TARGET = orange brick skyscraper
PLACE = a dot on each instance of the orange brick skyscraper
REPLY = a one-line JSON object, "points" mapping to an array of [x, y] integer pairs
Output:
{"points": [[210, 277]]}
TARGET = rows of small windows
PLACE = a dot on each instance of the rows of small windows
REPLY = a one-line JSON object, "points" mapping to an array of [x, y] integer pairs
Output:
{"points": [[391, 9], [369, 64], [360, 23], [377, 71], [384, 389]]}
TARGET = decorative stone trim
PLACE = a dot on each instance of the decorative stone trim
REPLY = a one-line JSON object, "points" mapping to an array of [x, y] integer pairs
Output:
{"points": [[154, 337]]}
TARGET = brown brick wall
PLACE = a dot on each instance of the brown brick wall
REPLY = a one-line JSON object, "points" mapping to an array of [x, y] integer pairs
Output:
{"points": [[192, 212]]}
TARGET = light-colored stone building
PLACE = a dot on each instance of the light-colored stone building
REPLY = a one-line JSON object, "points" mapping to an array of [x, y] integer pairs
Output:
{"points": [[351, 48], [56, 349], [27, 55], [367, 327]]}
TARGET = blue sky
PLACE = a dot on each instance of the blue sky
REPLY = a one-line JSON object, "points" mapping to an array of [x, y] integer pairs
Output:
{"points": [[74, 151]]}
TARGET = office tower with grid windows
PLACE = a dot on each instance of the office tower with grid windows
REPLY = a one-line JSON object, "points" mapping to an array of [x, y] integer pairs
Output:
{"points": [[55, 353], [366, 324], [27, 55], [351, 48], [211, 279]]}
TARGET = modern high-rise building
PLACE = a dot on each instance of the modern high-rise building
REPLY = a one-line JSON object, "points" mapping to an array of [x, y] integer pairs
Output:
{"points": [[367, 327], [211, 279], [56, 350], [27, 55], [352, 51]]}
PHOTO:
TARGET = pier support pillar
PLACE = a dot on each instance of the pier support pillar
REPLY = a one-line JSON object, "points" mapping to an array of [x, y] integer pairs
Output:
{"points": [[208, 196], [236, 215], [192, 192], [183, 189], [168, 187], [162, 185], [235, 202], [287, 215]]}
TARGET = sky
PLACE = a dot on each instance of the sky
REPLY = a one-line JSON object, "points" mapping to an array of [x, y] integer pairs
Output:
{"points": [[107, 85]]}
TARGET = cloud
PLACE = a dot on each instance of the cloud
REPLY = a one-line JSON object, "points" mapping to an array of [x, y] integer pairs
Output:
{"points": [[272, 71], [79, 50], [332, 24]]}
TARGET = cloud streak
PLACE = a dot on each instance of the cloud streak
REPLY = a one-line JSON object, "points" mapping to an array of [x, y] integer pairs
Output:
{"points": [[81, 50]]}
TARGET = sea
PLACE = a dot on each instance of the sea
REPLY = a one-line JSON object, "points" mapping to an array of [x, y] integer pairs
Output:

---+---

Give the entries once more, exactly as they appear.

TARGET = orange brick skyscraper
PLACE = a dot on each instance of the orange brick skyscraper
REPLY = a one-line JSON object, "points" mapping to an array of [x, y] integer pairs
Output:
{"points": [[210, 277]]}
TARGET = rows of small windows
PLACE = a dot on each instance of the rows of small windows
REPLY = a one-line JSON object, "points" mapping to an array of [x, y] integer pairs
Output:
{"points": [[391, 9], [369, 64], [360, 23], [377, 71], [384, 389]]}
TARGET = decorative stone trim
PLACE = a dot on each instance of the decorative stone trim
REPLY = a one-line JSON object, "points" mapping to an array of [x, y] integer pairs
Output:
{"points": [[154, 337]]}
TARGET = brown brick wall
PLACE = a dot on each instance of the brown brick wall
REPLY = a one-line JSON object, "points" mapping to an array of [x, y] integer pairs
Output:
{"points": [[192, 212]]}
TARGET = light-colored stone building
PLACE = a dot on each instance of the light-colored stone building
REPLY = a one-line JSON object, "points" mapping to an array of [x, y] integer pairs
Output:
{"points": [[351, 48], [56, 349], [27, 55], [367, 327]]}
TARGET = blue sky
PLACE = a dot on each instance of the blue sky
REPLY = a one-line JSON object, "points" mapping to an array of [x, y] integer pairs
Output:
{"points": [[74, 151]]}
TARGET = office tower with grid windows
PLACE = a dot on each instance of the office tower with grid windows
REPLY = a one-line JSON object, "points" mapping to an array of [x, y] integer pairs
Output:
{"points": [[55, 353], [366, 324], [27, 55], [351, 48], [211, 279]]}
TARGET = modern high-rise building
PLACE = a dot on each instance of the modern high-rise building
REPLY = a one-line JSON object, "points" mapping to an array of [x, y] integer pairs
Output:
{"points": [[367, 327], [211, 279], [56, 350], [27, 55], [352, 51]]}
PHOTO:
TARGET = pier support pillar
PLACE = a dot on each instance of the pier support pillar
REPLY = a one-line JSON object, "points" mapping to an array of [x, y] integer pairs
Output:
{"points": [[208, 196], [236, 215], [192, 192], [183, 189], [168, 187], [162, 185], [235, 202], [287, 215]]}
TARGET = sky
PLACE = a dot on each instance of the sky
REPLY = a one-line JSON object, "points" mapping to an array of [x, y] integer pairs
Output:
{"points": [[107, 85]]}
TARGET = cloud
PLACE = a dot on each instance of the cloud
REPLY = a one-line JSON object, "points" mapping to an array of [x, y] integer pairs
Output:
{"points": [[272, 71], [79, 50], [332, 24]]}
TARGET = cloud streak
PLACE = a dot on each instance of the cloud streak
REPLY = a one-line JSON object, "points" mapping to an array of [x, y] integer pairs
Output:
{"points": [[81, 50]]}
TARGET = sea
PLACE = a dot on each instance of the sea
REPLY = a one-line JSON object, "points" mapping to an array of [x, y] integer pairs
Output:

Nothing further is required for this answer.